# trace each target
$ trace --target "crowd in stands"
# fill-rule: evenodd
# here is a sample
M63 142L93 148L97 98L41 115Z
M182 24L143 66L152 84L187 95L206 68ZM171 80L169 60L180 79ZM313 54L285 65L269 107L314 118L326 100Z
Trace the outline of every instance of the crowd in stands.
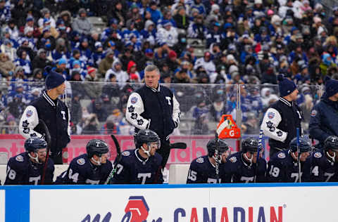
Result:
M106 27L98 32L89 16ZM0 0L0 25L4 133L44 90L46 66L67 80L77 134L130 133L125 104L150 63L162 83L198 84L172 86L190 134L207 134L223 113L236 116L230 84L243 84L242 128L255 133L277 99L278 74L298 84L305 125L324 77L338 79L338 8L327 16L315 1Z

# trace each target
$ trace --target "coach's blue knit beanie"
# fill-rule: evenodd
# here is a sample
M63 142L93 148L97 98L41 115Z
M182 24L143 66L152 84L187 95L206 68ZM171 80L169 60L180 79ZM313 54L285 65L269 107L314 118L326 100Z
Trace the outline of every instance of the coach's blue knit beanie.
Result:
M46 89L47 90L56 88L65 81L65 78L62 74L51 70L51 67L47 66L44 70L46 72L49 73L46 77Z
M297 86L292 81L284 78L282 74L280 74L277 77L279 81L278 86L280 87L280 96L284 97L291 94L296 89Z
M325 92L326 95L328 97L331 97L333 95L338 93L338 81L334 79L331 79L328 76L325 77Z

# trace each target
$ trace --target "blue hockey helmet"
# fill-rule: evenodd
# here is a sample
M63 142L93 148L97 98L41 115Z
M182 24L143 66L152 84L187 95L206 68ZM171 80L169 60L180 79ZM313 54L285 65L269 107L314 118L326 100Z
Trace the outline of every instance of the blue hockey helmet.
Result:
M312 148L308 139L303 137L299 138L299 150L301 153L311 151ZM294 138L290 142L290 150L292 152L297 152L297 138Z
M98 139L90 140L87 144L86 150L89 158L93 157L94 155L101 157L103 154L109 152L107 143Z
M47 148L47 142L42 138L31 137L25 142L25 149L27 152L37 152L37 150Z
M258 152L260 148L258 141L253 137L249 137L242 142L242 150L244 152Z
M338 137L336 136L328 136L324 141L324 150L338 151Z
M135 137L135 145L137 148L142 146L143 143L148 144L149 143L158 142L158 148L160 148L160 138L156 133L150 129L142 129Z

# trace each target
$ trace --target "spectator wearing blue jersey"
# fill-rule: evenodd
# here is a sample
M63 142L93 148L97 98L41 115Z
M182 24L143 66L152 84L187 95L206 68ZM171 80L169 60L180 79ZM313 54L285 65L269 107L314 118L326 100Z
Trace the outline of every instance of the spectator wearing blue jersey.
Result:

- - - - - - -

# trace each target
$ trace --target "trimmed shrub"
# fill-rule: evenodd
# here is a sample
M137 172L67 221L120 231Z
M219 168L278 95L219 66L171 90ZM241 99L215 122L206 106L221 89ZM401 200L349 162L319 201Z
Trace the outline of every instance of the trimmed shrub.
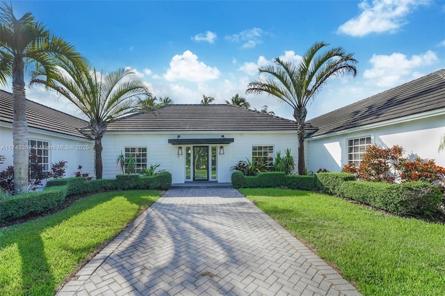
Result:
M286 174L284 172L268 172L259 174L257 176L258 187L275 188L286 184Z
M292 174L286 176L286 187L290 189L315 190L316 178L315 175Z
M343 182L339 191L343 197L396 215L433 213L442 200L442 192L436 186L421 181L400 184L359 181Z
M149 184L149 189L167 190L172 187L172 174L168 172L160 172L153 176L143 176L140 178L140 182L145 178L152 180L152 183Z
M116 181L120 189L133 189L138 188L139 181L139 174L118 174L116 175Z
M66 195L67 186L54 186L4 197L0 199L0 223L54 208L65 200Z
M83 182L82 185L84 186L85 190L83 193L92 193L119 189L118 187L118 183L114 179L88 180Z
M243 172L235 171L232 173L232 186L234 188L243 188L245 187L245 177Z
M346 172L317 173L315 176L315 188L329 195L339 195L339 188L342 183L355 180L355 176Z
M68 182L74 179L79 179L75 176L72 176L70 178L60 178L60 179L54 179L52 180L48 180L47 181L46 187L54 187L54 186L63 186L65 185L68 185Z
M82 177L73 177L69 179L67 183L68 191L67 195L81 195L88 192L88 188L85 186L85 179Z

- - - - - - -

### WRITTEN TASK
Count the lines above that contain the string "wearing", and reply with the number only.

### ANSWER TO THE TASK
2